=== Task item ===
Would you reproduce all of the entries below, character for character?

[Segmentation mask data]
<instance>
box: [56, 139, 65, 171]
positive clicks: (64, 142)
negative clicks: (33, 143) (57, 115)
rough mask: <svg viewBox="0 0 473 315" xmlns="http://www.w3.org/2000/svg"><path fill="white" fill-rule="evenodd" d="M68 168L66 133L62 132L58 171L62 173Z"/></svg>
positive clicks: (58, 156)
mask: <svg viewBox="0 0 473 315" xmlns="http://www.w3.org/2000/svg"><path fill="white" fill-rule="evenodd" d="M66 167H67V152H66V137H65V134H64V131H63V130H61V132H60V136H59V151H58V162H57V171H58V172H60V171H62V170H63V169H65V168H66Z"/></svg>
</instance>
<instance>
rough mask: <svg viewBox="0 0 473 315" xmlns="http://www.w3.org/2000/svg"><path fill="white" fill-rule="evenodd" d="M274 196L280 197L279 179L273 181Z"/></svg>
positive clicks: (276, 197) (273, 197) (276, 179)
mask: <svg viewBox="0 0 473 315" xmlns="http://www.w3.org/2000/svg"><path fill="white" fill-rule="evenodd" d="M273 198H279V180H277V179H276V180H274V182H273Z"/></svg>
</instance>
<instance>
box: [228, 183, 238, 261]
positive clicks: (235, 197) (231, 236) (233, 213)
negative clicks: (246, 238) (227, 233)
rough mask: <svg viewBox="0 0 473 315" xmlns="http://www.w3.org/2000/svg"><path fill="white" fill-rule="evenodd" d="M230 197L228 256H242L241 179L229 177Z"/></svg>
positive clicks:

=== Written solution ===
<instance>
box: [56, 139, 65, 171]
positive clicks: (64, 142)
negative clicks: (33, 143) (57, 115)
rough mask: <svg viewBox="0 0 473 315" xmlns="http://www.w3.org/2000/svg"><path fill="white" fill-rule="evenodd" d="M68 168L66 133L62 132L58 171L62 173Z"/></svg>
positive clicks: (58, 156)
mask: <svg viewBox="0 0 473 315" xmlns="http://www.w3.org/2000/svg"><path fill="white" fill-rule="evenodd" d="M66 167H67V152H66V137H65V134H64V131H63V130H61V132H60V136H59V151H58V162H57V171H58V172H60V171H62V170H63V169H65V168H66Z"/></svg>
</instance>
<instance>
rough mask: <svg viewBox="0 0 473 315" xmlns="http://www.w3.org/2000/svg"><path fill="white" fill-rule="evenodd" d="M274 196L280 197L279 179L273 181Z"/></svg>
positive clicks: (276, 197) (273, 197) (276, 179)
mask: <svg viewBox="0 0 473 315" xmlns="http://www.w3.org/2000/svg"><path fill="white" fill-rule="evenodd" d="M273 198H279V180H277V179H276V180H274V182H273Z"/></svg>
</instance>
<instance>
box: [228, 183, 238, 261]
positive clicks: (235, 197) (231, 236) (233, 213)
negative clicks: (246, 238) (227, 233)
rough mask: <svg viewBox="0 0 473 315" xmlns="http://www.w3.org/2000/svg"><path fill="white" fill-rule="evenodd" d="M230 197L228 256H242L241 179L229 177Z"/></svg>
positive clicks:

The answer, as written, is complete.